- **WHAT TO WORK ON**
Beginning with the first line, transcribe the entries below exactly through the line containing "bare branch ->", inclusive.

==============================

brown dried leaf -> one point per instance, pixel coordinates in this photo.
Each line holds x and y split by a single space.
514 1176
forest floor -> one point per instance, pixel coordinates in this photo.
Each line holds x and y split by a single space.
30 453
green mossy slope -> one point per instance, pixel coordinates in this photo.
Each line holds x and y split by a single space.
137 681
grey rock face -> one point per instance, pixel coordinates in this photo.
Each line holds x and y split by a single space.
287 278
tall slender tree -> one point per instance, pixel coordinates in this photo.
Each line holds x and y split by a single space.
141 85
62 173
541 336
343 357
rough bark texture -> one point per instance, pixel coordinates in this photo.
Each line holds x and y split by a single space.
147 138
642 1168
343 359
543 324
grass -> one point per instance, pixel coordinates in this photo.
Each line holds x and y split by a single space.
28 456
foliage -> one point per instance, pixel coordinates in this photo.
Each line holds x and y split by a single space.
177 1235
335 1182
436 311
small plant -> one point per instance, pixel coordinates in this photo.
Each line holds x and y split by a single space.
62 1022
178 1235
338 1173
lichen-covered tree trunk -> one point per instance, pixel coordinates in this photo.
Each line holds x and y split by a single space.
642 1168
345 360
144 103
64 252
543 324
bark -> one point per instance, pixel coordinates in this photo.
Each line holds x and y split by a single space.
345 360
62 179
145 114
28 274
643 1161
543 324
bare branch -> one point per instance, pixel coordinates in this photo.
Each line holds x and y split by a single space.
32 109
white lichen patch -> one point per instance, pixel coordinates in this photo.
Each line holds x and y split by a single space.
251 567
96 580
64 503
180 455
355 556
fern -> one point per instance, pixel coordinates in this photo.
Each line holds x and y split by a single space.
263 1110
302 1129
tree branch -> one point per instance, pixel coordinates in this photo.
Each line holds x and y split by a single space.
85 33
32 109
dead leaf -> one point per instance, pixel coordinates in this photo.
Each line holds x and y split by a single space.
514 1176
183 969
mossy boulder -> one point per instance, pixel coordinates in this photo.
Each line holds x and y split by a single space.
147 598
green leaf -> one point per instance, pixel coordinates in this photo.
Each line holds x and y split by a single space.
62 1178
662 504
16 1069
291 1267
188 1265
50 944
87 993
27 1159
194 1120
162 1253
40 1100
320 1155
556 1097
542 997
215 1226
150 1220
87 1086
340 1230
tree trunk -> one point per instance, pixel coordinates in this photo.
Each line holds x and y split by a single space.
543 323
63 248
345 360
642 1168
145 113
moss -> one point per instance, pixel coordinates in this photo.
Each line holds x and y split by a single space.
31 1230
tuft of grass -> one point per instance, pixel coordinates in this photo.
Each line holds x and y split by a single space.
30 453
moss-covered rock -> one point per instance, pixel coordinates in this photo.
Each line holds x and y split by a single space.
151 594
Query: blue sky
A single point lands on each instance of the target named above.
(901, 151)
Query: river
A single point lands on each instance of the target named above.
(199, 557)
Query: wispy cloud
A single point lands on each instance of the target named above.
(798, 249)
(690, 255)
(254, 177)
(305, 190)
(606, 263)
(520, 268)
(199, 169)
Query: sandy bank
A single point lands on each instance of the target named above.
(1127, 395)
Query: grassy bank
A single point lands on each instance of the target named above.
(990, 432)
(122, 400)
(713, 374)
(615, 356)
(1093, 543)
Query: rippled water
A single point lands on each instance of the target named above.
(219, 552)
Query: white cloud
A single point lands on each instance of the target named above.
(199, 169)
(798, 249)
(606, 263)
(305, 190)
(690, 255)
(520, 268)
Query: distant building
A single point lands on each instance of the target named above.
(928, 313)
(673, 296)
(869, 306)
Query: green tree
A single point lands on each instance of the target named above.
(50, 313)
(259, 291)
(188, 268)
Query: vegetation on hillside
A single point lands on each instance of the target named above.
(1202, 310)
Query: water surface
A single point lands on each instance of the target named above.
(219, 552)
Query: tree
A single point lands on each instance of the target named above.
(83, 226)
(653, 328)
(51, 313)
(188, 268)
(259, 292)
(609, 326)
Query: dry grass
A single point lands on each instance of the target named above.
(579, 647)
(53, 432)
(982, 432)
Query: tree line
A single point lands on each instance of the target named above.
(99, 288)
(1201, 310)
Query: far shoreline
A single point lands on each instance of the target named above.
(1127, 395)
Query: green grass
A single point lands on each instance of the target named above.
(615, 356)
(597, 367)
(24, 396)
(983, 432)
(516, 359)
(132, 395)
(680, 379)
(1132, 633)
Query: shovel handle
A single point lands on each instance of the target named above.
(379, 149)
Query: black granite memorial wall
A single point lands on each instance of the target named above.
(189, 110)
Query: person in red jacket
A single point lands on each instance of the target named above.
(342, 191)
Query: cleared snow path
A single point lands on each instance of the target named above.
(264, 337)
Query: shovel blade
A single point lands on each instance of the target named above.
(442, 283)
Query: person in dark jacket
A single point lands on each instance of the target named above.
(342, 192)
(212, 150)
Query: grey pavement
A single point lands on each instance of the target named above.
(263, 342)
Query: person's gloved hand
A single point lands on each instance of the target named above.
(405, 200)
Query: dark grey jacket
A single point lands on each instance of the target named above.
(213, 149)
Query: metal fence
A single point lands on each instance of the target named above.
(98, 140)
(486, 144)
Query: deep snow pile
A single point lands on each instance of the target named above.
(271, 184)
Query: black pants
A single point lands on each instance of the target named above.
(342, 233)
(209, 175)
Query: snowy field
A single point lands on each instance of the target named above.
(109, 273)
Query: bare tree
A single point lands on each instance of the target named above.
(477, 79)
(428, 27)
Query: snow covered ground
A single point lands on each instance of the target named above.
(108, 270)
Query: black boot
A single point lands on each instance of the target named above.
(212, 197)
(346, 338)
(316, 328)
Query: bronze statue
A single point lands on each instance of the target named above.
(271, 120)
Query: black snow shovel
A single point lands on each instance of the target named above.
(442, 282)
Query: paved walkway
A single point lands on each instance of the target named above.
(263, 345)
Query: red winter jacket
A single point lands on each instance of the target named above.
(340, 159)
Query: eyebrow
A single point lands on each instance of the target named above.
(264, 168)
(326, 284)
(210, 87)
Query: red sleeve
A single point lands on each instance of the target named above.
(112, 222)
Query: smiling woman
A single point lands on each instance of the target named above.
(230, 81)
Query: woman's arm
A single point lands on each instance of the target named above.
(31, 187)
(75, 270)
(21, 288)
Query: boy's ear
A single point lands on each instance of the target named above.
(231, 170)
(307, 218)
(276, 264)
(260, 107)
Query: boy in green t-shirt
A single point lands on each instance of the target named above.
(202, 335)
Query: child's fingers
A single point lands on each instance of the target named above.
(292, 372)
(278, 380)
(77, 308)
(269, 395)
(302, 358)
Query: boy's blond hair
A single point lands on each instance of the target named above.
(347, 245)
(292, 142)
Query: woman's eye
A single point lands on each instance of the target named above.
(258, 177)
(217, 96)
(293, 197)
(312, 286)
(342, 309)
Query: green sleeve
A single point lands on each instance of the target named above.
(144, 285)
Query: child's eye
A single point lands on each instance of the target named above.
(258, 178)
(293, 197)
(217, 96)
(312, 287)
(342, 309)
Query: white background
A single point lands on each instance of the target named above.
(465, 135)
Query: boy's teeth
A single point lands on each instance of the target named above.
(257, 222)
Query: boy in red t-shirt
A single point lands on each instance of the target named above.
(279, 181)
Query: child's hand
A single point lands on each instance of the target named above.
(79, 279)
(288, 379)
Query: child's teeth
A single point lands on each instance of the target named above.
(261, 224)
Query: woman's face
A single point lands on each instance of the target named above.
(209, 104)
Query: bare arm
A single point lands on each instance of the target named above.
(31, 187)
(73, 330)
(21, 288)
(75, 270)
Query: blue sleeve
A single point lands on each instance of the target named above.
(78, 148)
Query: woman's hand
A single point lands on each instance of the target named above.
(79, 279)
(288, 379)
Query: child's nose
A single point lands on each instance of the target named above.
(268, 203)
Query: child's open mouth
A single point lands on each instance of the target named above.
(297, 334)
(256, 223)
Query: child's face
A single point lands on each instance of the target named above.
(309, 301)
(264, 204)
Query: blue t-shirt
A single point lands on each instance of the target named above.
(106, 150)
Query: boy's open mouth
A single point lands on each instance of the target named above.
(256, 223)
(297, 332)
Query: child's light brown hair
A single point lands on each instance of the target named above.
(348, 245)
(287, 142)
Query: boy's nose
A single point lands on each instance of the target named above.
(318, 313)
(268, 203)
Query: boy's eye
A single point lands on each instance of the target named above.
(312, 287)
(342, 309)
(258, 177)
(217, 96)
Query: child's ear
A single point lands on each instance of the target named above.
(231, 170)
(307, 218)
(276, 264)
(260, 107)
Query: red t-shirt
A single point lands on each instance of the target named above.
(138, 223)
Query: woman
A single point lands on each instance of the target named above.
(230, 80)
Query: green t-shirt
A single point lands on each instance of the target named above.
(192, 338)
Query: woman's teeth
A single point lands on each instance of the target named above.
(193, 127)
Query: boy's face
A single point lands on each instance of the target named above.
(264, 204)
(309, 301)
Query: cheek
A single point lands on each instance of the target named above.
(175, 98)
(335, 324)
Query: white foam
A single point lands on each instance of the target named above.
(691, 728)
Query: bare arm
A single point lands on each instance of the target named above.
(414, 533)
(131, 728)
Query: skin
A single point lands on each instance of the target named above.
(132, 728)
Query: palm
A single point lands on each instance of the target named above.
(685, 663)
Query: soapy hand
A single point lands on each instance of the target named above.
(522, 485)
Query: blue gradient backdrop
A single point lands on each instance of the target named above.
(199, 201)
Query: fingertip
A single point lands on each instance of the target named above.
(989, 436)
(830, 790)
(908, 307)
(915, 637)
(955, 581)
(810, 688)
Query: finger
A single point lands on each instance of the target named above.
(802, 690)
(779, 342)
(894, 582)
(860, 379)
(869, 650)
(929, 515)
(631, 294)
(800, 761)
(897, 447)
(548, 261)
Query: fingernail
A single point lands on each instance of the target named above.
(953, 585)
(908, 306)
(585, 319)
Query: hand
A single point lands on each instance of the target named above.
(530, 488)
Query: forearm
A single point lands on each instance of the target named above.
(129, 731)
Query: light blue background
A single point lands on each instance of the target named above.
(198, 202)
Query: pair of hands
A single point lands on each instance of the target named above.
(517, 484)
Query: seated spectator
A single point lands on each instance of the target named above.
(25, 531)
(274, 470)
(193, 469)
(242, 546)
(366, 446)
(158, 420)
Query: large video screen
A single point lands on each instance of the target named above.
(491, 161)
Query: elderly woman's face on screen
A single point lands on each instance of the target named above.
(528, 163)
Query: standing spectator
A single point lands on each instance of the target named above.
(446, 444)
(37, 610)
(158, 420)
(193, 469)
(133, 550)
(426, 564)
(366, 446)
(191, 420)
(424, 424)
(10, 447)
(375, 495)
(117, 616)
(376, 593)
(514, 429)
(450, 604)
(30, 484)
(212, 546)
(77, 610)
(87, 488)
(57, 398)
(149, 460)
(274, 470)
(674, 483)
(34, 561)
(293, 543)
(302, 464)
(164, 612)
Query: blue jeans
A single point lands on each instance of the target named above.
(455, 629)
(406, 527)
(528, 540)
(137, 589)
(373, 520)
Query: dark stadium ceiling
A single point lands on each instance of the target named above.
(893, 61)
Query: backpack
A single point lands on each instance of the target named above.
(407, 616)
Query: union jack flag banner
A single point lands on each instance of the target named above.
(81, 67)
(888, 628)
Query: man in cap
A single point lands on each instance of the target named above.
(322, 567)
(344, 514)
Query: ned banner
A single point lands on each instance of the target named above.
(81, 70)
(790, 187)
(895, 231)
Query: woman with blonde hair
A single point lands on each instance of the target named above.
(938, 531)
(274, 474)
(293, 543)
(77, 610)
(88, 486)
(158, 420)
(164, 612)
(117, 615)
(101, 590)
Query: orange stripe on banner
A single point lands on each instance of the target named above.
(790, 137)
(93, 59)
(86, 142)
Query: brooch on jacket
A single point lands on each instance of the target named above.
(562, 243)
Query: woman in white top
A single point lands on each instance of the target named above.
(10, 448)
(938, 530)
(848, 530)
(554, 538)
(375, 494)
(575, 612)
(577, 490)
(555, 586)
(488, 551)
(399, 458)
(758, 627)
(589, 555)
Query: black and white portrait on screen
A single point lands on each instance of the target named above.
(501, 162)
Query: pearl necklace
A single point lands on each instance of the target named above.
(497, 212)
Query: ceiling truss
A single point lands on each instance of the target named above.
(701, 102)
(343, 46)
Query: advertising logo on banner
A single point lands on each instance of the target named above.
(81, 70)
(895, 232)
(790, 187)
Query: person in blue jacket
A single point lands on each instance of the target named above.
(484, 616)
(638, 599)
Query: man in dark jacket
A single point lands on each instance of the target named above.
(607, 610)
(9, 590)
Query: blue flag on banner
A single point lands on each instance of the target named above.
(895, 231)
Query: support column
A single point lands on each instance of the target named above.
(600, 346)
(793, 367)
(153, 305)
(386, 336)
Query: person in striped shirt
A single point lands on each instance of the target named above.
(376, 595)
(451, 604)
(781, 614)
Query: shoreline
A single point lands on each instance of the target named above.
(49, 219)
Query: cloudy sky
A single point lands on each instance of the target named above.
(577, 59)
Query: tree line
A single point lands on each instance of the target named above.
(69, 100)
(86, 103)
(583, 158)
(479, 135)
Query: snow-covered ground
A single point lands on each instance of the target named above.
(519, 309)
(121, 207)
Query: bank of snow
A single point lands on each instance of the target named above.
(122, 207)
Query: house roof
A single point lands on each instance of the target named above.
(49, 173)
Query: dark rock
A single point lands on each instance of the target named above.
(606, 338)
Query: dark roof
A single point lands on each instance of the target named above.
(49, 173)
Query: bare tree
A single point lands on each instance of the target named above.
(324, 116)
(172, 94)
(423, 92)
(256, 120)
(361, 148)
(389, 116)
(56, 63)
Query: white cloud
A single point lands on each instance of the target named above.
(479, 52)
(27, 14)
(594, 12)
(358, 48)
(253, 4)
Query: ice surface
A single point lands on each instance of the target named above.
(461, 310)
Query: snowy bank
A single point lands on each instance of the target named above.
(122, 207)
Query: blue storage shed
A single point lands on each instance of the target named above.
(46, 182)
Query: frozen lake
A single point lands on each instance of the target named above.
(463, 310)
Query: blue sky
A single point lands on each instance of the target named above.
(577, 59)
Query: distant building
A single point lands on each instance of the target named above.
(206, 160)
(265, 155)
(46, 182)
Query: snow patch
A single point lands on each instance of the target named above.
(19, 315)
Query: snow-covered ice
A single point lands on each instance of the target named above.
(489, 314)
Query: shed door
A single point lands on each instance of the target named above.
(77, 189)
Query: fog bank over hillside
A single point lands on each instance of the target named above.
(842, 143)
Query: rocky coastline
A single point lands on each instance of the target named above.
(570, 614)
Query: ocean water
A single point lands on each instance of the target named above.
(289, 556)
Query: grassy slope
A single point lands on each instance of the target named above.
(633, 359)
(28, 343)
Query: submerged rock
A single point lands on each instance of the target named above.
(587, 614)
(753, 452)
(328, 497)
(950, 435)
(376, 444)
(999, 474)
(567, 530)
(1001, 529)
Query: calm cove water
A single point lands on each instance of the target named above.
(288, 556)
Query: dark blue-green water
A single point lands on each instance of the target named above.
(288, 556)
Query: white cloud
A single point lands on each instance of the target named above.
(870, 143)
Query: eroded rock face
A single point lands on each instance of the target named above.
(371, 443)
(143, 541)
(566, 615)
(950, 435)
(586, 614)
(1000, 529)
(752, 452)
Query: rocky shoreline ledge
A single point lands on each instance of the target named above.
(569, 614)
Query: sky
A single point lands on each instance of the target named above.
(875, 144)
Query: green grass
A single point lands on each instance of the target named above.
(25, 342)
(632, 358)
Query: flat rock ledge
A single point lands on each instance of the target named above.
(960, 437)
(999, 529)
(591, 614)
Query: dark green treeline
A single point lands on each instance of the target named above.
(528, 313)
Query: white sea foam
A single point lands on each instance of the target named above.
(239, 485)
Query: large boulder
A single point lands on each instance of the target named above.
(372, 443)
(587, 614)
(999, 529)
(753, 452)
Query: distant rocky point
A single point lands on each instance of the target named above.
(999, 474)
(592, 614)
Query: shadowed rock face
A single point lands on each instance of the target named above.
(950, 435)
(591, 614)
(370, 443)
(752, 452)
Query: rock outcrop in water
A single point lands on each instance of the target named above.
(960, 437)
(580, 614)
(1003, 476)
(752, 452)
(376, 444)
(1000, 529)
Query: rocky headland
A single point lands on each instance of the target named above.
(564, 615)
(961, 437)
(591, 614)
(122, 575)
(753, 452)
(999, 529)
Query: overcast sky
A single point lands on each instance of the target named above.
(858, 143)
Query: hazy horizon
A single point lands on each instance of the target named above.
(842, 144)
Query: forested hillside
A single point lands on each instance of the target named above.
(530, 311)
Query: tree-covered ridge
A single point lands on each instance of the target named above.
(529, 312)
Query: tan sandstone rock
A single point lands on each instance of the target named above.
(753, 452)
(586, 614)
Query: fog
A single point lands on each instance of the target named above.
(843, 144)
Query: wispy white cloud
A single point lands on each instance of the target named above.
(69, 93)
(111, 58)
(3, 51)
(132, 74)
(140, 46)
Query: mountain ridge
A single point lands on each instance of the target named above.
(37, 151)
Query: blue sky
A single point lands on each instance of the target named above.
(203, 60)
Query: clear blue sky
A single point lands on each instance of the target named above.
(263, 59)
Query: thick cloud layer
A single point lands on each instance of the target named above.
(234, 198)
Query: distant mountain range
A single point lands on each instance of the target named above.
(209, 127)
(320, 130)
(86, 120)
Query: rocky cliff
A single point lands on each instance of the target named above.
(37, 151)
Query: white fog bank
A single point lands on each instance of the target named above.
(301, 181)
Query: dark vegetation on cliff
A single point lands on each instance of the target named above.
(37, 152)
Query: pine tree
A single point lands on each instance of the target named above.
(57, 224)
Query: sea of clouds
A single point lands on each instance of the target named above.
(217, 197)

==============================

- **RESULT FOR THIS TASK**
brown dried leaf -> one point per instance, pixel coordinates in this photo.
Each line holds x and y split by a single space.
514 1176
forest floor -> one point per instance, pixel coordinates in this photo.
Each line holds x and y split by a single space.
30 453
green mossy slope -> one point per instance, pixel coordinates in this photo.
Each line holds x and y split by a single space.
137 681
grey rock face -> one point per instance, pixel coordinates in this photo.
Each line holds x and y split by a single space.
287 278
tall slender tree -> one point per instance, pixel coordinates in this photo.
Each line holds x and y split by a single space.
141 85
62 173
541 336
343 357
rough bark texture -> one point per instance, pixel coordinates in this photo.
Each line holds x and y split by a single space.
147 138
642 1168
343 359
543 324
grass -> one point per instance, pixel coordinates in this photo.
Each line holds x and y split by a single space.
28 456
foliage -> one point per instance, pixel coordinates in this photo.
Each line holds x and y split by a single space.
177 1235
335 1182
436 311
small plant -> one point per instance, pixel coordinates in this photo.
Each line holds x and y split by a single space.
62 1022
178 1235
338 1173
lichen-covered tree trunk -> one point per instance, pixel coordinates in this photo.
Each line holds x and y split by a single space.
642 1168
345 360
144 103
64 252
543 324
bark -> one point per instance, pixel coordinates in this photo.
Each line holds x and y split by a single space.
345 360
62 179
145 114
28 274
643 1161
543 324
bare branch -> one point per instance, pixel coordinates in this photo.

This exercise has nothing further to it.